Please return each line of the listing below that contains the word "slender", copying every such line in full.

▶ INPUT RECORDS
-----
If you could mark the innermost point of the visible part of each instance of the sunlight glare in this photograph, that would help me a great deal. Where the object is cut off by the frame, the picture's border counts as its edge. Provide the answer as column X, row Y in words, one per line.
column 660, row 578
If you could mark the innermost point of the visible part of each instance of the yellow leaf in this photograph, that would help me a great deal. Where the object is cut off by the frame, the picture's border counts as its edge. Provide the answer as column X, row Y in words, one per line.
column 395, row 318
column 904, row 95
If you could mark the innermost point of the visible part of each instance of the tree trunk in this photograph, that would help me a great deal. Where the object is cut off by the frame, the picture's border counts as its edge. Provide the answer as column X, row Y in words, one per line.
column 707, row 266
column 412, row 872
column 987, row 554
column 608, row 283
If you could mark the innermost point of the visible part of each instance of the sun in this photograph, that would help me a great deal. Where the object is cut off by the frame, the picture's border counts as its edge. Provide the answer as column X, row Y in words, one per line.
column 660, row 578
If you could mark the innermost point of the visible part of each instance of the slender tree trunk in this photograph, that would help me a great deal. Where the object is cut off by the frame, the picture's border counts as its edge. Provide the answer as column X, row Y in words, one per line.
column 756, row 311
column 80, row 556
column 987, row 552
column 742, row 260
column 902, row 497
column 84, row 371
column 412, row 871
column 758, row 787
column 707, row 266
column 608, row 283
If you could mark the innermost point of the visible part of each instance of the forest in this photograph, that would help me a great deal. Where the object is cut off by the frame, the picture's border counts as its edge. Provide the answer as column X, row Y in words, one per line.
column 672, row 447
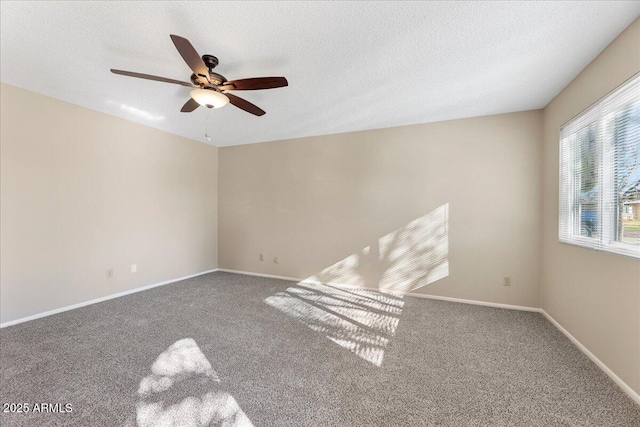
-----
▶ SOLUTION TO THIS EXERCISE
If you could mark the innermost point of the visible part of each instance of the slender tree trunk in this photograph, that would help me a great deal. Where the object is cut off by the frame, the picture's border counts as its edge. Provide the answer as column X, row Y in words, one per line.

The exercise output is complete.